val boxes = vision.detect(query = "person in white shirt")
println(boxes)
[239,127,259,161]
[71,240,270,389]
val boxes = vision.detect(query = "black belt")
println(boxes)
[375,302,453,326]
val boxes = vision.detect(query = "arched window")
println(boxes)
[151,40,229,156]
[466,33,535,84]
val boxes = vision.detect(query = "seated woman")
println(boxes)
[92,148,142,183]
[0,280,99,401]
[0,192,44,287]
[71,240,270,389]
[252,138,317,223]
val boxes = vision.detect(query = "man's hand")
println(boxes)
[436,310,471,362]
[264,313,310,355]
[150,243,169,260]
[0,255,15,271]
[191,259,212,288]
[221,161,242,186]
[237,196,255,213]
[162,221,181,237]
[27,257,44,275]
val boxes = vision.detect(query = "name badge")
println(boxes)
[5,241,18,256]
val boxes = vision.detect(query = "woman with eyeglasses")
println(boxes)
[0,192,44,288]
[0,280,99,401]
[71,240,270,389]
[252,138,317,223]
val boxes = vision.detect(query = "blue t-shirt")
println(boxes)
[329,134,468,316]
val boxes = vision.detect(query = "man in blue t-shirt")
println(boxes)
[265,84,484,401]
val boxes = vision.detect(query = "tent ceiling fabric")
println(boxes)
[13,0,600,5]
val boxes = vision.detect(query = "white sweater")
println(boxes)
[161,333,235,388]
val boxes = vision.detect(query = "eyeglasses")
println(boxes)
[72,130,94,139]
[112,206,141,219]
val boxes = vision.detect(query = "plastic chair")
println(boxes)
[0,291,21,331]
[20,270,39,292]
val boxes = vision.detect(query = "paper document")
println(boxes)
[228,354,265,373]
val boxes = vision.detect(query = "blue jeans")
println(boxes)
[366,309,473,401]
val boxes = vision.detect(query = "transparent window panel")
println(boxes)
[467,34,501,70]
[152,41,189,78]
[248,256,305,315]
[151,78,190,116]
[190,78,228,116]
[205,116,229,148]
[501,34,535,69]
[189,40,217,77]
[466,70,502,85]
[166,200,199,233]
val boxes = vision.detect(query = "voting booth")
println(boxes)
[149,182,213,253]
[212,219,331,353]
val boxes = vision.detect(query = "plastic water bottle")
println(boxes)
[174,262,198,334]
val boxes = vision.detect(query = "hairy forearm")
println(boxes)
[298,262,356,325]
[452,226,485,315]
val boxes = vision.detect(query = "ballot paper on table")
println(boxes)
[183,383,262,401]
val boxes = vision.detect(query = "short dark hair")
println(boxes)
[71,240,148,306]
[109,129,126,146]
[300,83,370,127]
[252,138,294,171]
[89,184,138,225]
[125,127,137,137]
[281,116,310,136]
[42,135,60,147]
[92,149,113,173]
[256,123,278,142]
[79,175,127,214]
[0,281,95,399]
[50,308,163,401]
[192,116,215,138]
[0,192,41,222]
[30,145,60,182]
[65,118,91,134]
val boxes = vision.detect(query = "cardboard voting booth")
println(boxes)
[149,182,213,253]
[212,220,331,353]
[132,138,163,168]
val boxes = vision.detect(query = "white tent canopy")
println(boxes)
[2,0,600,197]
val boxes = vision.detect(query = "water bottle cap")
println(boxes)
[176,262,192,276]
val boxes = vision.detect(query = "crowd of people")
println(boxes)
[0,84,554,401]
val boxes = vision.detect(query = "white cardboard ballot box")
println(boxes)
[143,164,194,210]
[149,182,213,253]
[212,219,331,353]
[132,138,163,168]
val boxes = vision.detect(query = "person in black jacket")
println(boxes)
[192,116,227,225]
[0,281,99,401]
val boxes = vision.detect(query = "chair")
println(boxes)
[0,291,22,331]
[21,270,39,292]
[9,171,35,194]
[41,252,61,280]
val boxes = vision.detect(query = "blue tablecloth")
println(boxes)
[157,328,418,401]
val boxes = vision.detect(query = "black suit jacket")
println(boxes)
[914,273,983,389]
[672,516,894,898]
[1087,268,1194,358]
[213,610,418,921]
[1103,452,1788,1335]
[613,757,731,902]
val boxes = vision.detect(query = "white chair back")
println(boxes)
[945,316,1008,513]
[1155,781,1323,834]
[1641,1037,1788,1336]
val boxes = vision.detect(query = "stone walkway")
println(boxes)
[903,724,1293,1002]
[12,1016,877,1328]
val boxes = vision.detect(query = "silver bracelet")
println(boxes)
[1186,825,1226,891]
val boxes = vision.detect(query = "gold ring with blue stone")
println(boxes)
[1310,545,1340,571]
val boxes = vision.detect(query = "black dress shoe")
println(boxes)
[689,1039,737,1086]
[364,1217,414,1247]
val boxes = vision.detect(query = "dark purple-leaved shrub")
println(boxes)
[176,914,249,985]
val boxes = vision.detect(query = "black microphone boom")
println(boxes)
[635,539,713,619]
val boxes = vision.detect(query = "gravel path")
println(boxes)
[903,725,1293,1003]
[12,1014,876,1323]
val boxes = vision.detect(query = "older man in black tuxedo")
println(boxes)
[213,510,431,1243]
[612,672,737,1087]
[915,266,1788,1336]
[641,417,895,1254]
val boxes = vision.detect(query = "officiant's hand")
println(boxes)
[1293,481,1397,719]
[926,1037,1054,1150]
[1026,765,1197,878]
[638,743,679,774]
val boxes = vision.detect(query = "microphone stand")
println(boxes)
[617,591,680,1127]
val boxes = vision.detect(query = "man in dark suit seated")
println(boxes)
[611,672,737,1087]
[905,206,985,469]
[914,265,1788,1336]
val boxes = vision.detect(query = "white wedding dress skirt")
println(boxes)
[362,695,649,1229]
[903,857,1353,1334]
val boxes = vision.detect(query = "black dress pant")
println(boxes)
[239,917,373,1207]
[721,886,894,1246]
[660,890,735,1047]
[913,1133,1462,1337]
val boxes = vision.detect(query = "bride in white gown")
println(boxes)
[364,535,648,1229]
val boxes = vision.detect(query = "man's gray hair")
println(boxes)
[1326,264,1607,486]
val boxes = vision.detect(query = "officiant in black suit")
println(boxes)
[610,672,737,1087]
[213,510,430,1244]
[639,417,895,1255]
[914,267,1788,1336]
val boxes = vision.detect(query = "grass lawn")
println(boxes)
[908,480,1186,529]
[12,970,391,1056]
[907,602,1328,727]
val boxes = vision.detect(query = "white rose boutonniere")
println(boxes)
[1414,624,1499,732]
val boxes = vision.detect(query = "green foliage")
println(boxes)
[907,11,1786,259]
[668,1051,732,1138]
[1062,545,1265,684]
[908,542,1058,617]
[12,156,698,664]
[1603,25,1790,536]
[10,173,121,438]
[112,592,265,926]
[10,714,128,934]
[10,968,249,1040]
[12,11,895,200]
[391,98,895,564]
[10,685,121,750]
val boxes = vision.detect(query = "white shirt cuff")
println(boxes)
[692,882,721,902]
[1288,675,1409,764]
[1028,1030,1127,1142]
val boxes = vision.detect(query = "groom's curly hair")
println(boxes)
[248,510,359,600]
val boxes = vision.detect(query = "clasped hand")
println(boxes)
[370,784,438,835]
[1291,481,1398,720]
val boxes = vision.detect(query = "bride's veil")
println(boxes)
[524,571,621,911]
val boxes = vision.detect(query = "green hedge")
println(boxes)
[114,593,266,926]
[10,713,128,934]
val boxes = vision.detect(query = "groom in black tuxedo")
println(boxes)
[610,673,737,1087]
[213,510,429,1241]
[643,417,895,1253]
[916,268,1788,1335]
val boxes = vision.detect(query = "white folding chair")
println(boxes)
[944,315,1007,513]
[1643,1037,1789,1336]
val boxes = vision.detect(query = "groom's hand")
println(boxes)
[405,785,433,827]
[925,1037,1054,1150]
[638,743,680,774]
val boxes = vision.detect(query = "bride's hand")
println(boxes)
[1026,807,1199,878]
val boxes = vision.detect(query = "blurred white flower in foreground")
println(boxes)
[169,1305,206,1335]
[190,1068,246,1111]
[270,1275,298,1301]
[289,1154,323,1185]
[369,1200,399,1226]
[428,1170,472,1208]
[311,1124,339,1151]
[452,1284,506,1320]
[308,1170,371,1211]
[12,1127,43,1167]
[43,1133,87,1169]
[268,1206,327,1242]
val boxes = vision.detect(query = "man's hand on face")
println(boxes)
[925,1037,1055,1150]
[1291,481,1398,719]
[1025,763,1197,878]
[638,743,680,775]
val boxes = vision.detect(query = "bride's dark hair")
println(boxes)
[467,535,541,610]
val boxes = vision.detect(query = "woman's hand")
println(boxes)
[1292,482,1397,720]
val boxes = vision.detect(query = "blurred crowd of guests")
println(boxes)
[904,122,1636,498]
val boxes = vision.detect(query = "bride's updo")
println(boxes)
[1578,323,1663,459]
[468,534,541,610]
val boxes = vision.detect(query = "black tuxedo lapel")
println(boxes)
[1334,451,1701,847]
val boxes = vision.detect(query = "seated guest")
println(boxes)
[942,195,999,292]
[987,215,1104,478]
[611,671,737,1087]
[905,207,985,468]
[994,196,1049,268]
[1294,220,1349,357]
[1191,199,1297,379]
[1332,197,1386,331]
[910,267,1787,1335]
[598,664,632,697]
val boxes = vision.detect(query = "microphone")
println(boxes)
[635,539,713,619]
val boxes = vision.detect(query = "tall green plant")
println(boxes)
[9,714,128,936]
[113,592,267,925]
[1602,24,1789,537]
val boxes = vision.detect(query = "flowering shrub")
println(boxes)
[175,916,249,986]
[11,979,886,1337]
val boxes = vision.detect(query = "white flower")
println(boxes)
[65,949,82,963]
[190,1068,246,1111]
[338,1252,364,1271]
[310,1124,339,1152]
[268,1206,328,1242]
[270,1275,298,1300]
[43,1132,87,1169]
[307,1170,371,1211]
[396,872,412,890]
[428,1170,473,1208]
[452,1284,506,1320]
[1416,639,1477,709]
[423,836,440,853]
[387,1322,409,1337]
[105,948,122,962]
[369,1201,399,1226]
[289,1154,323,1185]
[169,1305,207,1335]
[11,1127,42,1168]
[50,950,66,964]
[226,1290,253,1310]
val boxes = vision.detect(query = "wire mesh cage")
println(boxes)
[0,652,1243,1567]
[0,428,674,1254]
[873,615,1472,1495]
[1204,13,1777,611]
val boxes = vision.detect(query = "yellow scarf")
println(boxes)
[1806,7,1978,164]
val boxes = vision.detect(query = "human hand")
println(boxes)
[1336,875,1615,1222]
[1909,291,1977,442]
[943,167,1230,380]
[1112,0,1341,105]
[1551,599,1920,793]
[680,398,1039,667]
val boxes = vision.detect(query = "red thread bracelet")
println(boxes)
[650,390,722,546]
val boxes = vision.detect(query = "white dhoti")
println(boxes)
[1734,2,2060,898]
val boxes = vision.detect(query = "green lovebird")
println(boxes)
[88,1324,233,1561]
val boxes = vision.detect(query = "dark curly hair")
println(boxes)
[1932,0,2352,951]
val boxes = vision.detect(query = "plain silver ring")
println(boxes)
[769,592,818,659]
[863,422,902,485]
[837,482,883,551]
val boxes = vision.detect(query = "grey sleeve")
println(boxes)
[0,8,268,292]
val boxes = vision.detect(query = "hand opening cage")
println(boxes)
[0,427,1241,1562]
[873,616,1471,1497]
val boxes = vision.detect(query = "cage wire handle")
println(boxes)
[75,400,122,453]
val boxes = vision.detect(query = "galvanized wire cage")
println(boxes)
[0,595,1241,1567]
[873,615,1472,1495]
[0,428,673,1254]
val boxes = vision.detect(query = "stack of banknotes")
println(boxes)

## WHAT TO WORK ON
Tell how many lines above include "voting", and add no other text.

## FINAL ANSWER
2